# RECORDS FOR PROCESSING
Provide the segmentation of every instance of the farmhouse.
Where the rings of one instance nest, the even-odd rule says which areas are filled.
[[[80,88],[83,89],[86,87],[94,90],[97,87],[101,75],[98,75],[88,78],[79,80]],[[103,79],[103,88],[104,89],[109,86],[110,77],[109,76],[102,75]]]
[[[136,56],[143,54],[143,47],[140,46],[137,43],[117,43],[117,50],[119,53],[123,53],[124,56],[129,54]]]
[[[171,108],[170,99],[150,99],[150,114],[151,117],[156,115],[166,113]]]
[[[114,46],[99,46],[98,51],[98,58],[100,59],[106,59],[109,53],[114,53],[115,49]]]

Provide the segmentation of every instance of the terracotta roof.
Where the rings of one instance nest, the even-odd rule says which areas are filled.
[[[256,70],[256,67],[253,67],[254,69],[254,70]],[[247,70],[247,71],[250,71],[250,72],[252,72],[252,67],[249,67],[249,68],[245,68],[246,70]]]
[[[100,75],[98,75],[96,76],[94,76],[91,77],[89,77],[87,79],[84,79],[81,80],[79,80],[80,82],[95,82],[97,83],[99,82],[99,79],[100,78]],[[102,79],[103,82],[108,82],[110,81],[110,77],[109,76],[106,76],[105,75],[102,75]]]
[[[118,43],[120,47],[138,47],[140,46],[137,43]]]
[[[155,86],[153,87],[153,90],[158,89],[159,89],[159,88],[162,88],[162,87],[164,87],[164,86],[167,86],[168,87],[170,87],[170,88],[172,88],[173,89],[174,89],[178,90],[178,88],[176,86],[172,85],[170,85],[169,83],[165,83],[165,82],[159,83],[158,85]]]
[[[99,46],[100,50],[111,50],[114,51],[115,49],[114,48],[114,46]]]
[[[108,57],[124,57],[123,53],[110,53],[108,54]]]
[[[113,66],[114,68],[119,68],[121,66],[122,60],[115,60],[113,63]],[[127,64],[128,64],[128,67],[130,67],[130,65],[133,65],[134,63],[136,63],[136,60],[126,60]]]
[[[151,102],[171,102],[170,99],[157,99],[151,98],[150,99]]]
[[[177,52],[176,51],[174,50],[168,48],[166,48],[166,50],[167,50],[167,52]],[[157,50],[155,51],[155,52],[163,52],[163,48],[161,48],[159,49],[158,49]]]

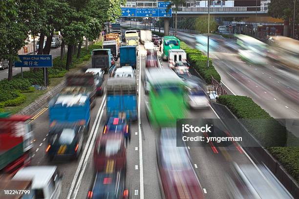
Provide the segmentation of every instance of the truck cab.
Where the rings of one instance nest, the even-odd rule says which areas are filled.
[[[0,114],[0,172],[14,174],[29,165],[33,147],[31,117]]]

# TASK REQUIREMENTS
Convert the listing above into a JSON array of strings with one string per line, omitting blank lines and the pictures.

# EXPECTED OUTPUT
[
  "Provide the segmentation of every instance of the farmhouse.",
  "Where the rings of one instance nest, the even-odd rule says which areas are filled.",
  "[[[80,88],[83,89],[86,87],[94,90],[97,87],[101,75],[98,75],[88,78],[79,80]],[[103,79],[103,88],[104,89],[109,86],[110,77],[109,76],[102,75]]]",
  "[[[136,56],[143,54],[143,47],[140,46],[137,43],[117,43],[117,50],[119,53],[123,53],[124,56],[129,54]]]",
  "[[[171,108],[170,99],[150,99],[150,114],[151,117],[156,115],[166,113]]]",
  "[[[114,46],[99,46],[98,51],[98,58],[100,59],[106,59],[109,53],[114,53],[115,49]]]",
  "Provide the segmentation of every instance of the terracotta roof.",
  "Where the rings of one instance nest, the even-odd rule says which areas are filled.",
  "[[[256,70],[256,67],[253,67],[254,69],[254,70]],[[247,70],[247,71],[250,71],[250,72],[252,72],[252,67],[249,67],[249,68],[245,68],[246,70]]]",
  "[[[100,75],[98,75],[96,76],[94,76],[91,77],[89,77],[87,79],[84,79],[81,80],[79,80],[80,82],[95,82],[97,83],[99,82],[99,79],[100,78]],[[102,79],[103,82],[108,82],[110,81],[110,77],[109,76],[106,76],[105,75],[102,75]]]",
  "[[[118,43],[120,47],[138,47],[140,46],[137,43]]]",
  "[[[155,86],[153,87],[153,90],[158,89],[159,89],[159,88],[162,88],[162,87],[164,87],[164,86],[167,86],[168,87],[170,87],[170,88],[172,88],[173,89],[174,89],[178,90],[178,88],[176,86],[172,85],[170,85],[169,83],[165,83],[165,82],[159,83],[158,85]]]",
  "[[[99,46],[100,50],[111,50],[114,51],[115,49],[114,48],[114,46]]]",
  "[[[108,57],[124,57],[123,53],[110,53],[108,54]]]",
  "[[[113,66],[114,68],[119,68],[121,66],[122,60],[115,60],[113,63]],[[127,64],[128,64],[128,67],[130,67],[130,65],[133,65],[134,63],[136,63],[136,60],[126,60]]]",
  "[[[151,102],[171,102],[170,99],[157,99],[151,98],[150,99]]]",
  "[[[177,52],[176,51],[174,50],[168,48],[166,48],[166,50],[167,50],[167,52]],[[157,50],[155,51],[155,52],[163,52],[163,48],[161,48],[159,49],[158,49]]]",
  "Provide the segmentation of every instance of the truck cab.",
  "Where the rings of one instance nest, the even-odd rule says which areas are filled.",
  "[[[0,114],[0,172],[14,174],[29,165],[33,147],[31,117]]]"
]